*** Opening of Passage to read ***

It turns out that there were at least three blazes in the residential complex, and two of them were fatal fires that killed a total of at least eight people. Vigon died in a Dormitory B fire that broke out on July 5, 1944. (The third blaze was on Sept. 30, 1944; while there were no fatalities, the four-alarm Dormitory G blaze injured five firemen.)
The Columbian’s story on July 5, 1944, did not report that Vigon was killed, only that he was severely burned and was taken to the Northern Permanente hospital with another severely burned worker.
Smartt provided a copy of Vigon’s death certificate, which lists his date of death as July 6, 1944 — the day after the fire.
Our story did list Vigon’s home address as 1673 W. Pratt Blvd., Chicago. But that is a very brief version of Vigon’s path to Vancouver.
Brothers came to U.S.
Smartt lives in Norfolk on the English coast, and said that earlier generations of the family reflected a much-told emigration story.
“Their father died in 1904 and the family was struggling,” Smartt told us, so “Max and his brother Philip both went to America to find work; they both sent money back to the family in London.”
Max Vigon served in the U.S. Army during World War I. By the time World War II came along, Vigon (who was born Oct. 23, 1887) was 56 and too old to serve. He contributed to the war effort by working at the shipyard in Vancouver. The death certificate listed his occupation as sheet-metal helper.
Vigon was one of about 5,000 residents of the Hudson House dormitory. It sounds like a college housing residence, but it actually was a sprawling cluster of more than a dozen two-story buildings. The complex was just south of state Highway 14, centered at the point where Blandford Drive comes down from the Heights. That’s near where Marine Park and the Water Resources Education Center are today.
The places where the workers lived — like the ships they produced — were built quickly.
“They were slapped together,” said Lincoln Cushing, Kaiser Permanente archivist and historian based in Oakland, Calif.
Cushing forwarded clippings from an Oakland newspaper that reported on several fires in housing for Bay-area shipyard workers. After a fire killed eight workers at the Richmond, Calif., shipyard, investigators said that heating ducts made of plywood instead of sheet metal (a critical wartime material) were factors in the fire.
An Oakland Tribune headline referred to the structures as “firetraps.”

*** Close of Passage to read ***

Carry on the article about Max Vigon and the 1944 Hudson House dormitory fires from its last sentence. The material after this point isn't needed.

*** Opening of Collected data ***

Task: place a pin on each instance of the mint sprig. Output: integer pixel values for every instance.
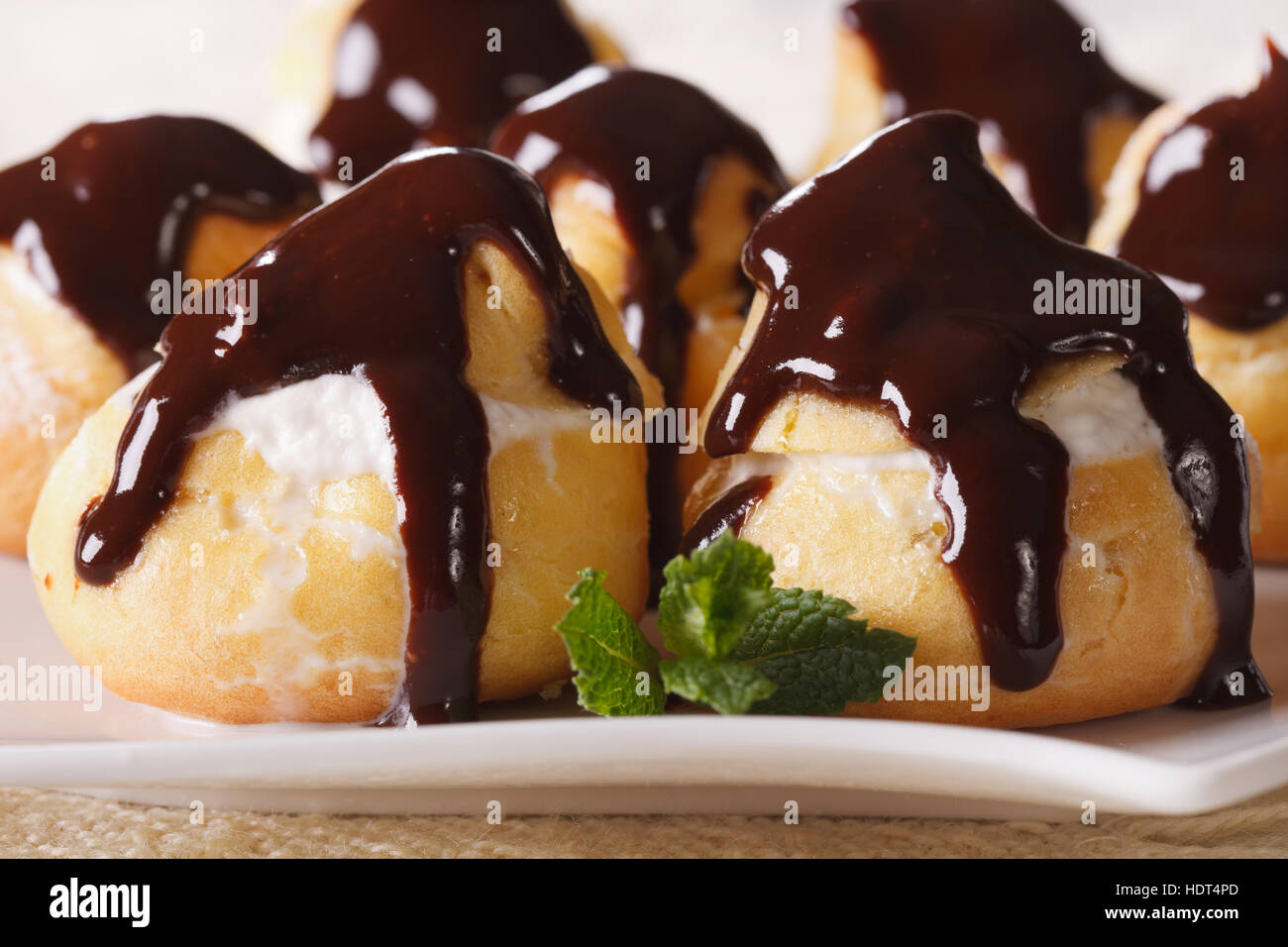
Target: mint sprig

*** Close of Collected data ***

__Solved problem__
A Clark County sheriff’s deputy who responded to the Hudson House fire on Nov. 14, 1942, had a similar assessment. Fred Greenwood referred to Dormitory D as a “death trap,” according to Columbian coverage.
Damage was estimated at $400,000. In addition to the seven workers who died, 16 victims remained hospitalized two days after the fire.
Michael Oris received third-degree burns on his face, arms, legs and back when he ran into the dormitory three times to carry unconscious occupants from the burning building.
Upgrades after ’42 fire
Oris received a life-saving award from the Carnegie Hero Fund Commission.
That fire did have a life-saving legacy.
At about 5 a.m. on July 5, 1944, a washroom in Dormitory B of the Hudson House complex caught fire. It might have been started when a match was thrown into an overflowing waste receptacle, we reported.
Damage in that fire was estimated at about $8,000 — thanks to upgrades prompted by the 1942 fire.
“The fire walls which were installed following the big blaze there two years ago proved very effective in this morning’s incident,” The Columbian reported. “It was thought that a serious fire had probably been averted through the addition of the walls.”
Unfortunately, it didn’t help Vigon. His cause of death was listed as extensive second- and third-degree burns.
Most of the occupants were able to hastily evacuate the dorm. Very hastily, according to our coverage.
“One man, who depends on an artificial limb to walk, reported that he left his leg behind when he heard the cry of fire and that he has no idea how he reached the yard.”